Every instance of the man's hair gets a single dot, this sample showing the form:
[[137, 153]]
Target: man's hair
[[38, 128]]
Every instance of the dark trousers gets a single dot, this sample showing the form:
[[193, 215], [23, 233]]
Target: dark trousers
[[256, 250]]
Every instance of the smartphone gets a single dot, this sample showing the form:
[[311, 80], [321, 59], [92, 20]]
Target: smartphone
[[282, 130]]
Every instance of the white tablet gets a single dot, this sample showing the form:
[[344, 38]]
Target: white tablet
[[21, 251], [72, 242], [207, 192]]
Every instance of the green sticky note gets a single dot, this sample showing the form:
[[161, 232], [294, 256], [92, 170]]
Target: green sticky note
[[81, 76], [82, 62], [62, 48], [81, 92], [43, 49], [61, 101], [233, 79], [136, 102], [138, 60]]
========================
### Objective
Rewrite all of the records above, changing every "single dot" to "single point" and leaving everything else untouched.

### Result for this task
Every instance of the man's hair gets a single point, this sample showing the form:
[[137, 153]]
Target: man's hair
[[38, 128]]
Every instance of the dark trousers gets a single point, this sample showing the form:
[[193, 215], [23, 233]]
Target: dark trousers
[[256, 250]]
Every instance of the smartphone gets a single point, this sample showing the form:
[[311, 80], [321, 59], [92, 20]]
Target: smartphone
[[282, 130]]
Every instance of the white tablet gets a single point, this sample showing the form:
[[344, 38]]
Target: white tablet
[[21, 251], [72, 242], [207, 192]]
Every instance of the green sticky note gets a single point, this sample showing the form:
[[161, 232], [294, 256], [92, 170]]
Target: green sticky note
[[81, 76], [82, 62], [62, 48], [81, 92], [43, 49], [61, 101], [233, 79], [136, 102], [138, 60]]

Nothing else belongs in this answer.